## Instructions to follow
Nothing but the lines from the one containing "Where can you spot the cloud?" to the end of the records below should be output, each exactly as written.

## Source data
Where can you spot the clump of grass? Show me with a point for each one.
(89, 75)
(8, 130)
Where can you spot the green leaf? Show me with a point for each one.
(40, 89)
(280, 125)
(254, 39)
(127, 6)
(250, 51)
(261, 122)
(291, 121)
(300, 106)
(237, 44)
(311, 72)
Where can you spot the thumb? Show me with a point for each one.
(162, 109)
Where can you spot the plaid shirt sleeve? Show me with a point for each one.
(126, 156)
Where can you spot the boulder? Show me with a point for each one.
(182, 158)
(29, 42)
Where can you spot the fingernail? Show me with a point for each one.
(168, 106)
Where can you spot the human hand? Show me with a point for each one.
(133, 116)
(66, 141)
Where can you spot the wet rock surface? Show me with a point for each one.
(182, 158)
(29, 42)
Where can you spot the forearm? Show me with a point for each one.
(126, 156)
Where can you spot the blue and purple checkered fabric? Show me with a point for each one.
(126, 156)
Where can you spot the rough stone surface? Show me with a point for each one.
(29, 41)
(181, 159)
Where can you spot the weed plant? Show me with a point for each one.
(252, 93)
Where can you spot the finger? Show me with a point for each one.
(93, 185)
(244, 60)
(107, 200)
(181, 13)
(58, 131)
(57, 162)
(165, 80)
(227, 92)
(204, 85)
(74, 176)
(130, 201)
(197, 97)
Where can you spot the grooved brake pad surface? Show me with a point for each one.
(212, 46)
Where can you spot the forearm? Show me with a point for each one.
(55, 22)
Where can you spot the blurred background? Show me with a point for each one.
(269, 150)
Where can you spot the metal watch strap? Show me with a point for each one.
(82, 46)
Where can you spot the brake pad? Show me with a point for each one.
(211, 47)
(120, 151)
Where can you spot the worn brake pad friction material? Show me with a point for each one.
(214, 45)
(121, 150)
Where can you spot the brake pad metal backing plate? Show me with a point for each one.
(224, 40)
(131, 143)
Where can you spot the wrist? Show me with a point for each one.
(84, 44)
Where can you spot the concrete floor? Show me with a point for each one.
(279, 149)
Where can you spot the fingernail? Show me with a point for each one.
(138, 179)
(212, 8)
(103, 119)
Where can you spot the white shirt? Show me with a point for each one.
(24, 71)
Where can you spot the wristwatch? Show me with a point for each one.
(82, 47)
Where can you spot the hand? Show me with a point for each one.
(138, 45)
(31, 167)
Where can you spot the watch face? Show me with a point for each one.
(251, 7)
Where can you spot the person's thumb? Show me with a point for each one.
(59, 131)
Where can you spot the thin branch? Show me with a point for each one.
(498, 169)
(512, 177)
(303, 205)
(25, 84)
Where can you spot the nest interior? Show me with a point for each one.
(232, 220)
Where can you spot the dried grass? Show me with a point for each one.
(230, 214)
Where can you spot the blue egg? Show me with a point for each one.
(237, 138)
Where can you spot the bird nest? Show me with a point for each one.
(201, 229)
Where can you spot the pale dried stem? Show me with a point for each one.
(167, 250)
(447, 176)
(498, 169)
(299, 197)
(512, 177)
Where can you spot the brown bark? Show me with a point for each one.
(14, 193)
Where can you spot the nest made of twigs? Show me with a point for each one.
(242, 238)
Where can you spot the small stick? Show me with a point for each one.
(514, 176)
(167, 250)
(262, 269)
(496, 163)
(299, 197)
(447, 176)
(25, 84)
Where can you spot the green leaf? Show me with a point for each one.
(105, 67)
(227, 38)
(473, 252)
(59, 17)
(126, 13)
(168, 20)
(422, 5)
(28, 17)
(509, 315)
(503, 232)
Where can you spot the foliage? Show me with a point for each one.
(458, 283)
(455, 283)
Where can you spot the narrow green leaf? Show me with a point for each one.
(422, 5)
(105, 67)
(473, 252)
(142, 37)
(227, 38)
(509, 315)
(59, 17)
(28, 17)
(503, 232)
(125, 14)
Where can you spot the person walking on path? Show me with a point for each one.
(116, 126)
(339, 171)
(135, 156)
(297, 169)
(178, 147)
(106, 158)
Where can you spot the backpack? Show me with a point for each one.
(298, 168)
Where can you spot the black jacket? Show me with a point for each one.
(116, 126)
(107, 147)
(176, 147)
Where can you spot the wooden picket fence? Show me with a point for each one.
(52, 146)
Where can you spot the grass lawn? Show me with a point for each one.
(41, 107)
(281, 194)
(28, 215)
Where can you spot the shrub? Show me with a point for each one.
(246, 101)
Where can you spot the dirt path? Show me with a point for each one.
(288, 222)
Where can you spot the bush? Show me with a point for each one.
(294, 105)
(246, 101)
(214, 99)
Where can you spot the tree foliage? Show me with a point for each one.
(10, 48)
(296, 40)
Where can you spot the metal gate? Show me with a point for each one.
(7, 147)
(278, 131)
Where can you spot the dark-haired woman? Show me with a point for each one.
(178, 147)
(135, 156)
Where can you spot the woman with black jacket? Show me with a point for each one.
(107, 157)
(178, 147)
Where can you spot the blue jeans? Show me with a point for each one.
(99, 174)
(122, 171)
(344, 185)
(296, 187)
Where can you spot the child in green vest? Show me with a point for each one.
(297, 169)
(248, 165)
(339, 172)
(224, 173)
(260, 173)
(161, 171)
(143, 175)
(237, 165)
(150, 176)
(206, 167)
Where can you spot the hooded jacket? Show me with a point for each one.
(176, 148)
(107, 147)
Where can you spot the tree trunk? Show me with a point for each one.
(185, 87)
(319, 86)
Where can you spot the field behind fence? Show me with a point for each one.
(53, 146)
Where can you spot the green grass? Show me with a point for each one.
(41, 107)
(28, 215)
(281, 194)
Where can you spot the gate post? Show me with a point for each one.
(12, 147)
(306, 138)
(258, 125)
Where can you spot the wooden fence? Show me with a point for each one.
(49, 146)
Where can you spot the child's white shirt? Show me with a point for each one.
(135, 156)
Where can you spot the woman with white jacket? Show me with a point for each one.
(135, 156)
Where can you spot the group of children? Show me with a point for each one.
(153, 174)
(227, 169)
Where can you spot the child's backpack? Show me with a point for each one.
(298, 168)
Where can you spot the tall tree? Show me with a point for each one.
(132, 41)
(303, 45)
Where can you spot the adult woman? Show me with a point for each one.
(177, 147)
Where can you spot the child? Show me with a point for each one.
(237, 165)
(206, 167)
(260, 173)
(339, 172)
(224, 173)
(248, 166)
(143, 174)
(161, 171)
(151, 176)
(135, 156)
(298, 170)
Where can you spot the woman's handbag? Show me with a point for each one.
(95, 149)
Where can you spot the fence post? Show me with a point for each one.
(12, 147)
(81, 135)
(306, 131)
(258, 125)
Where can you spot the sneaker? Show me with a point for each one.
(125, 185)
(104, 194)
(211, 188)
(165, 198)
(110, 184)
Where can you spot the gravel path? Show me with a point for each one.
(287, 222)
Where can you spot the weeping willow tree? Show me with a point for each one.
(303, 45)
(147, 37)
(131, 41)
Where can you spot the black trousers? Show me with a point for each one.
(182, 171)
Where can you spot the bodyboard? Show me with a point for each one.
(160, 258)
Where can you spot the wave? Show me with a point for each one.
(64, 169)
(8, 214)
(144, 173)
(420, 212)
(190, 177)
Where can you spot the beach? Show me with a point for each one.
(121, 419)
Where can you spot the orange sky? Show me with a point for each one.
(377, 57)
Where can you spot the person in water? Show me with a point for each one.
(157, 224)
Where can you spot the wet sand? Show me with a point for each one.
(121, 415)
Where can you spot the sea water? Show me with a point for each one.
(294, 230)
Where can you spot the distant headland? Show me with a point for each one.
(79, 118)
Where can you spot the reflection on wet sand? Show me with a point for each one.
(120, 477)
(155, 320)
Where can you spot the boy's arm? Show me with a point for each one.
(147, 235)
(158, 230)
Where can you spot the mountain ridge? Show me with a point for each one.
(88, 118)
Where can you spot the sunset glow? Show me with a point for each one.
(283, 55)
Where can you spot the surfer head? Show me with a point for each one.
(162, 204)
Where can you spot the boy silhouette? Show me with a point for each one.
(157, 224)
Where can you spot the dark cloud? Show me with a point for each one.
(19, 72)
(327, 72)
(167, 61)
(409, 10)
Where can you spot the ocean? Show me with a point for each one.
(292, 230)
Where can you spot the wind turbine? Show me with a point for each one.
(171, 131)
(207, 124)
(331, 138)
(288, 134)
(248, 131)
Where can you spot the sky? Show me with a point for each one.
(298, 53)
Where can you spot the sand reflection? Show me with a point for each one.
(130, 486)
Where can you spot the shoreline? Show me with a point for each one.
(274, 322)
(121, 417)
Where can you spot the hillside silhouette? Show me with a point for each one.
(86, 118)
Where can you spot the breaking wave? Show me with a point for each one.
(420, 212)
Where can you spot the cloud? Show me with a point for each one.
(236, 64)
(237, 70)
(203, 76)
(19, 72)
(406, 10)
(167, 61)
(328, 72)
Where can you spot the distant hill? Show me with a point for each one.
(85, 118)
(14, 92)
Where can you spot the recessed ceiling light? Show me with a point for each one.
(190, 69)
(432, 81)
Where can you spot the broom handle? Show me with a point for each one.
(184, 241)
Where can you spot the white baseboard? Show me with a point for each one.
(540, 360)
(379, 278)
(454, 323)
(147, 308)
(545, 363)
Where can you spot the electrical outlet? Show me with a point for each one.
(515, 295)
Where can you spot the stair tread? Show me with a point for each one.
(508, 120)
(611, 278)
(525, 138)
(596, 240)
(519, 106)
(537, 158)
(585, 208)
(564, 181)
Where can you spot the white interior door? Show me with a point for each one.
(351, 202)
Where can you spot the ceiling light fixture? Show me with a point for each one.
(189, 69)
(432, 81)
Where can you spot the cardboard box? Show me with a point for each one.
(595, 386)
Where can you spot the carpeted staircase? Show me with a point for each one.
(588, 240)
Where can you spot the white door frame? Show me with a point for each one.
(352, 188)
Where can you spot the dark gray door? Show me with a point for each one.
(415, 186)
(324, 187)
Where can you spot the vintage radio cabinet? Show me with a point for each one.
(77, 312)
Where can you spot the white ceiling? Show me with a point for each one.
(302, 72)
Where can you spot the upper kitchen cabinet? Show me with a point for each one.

## Answer to this task
Where can you spot the cloud? Show me with a point for each one.
(236, 64)
(237, 70)
(203, 76)
(19, 72)
(406, 10)
(167, 61)
(328, 72)
Where can you spot the distant hill? Show me with a point for each one.
(85, 118)
(14, 92)
Where can you spot the recessed ceiling light? Show me with a point for each one.
(190, 69)
(432, 81)
Where can you spot the broom handle? Show me with a point for each one.
(184, 241)
Where can you spot the white baseboard? Show me with a point for each one.
(540, 360)
(379, 278)
(454, 323)
(147, 308)
(545, 363)
Where can you spot the electrical outlet? Show me with a point for each one.
(515, 295)
Where can you spot the stair tread? Show me with a point for each one.
(508, 120)
(611, 278)
(525, 138)
(596, 240)
(519, 106)
(537, 158)
(585, 208)
(564, 181)
Where can you spot the white interior door? Show me with a point for each one.
(351, 202)
Where can you spot the ceiling light fixture? Show me with a point for each one.
(189, 69)
(432, 81)
Where can you spot the cardboard box? Show me with a point for each one.
(595, 386)
Where can you spot the carpeted staircase? Show me with a point for each one.
(588, 240)
Where can you spot the white door frame? Show me with a point for each one.
(352, 188)
Where can you spot the dark gray door? Show me with a point for each one.
(415, 186)
(324, 187)
Where can you spot the vintage radio cabinet? Show me with a point for each one.
(77, 312)
Where can you spot the white ceiling? Show me with a point for each one.
(302, 72)
Where can you spot the upper kitchen cabinet? Show me with a point for each one.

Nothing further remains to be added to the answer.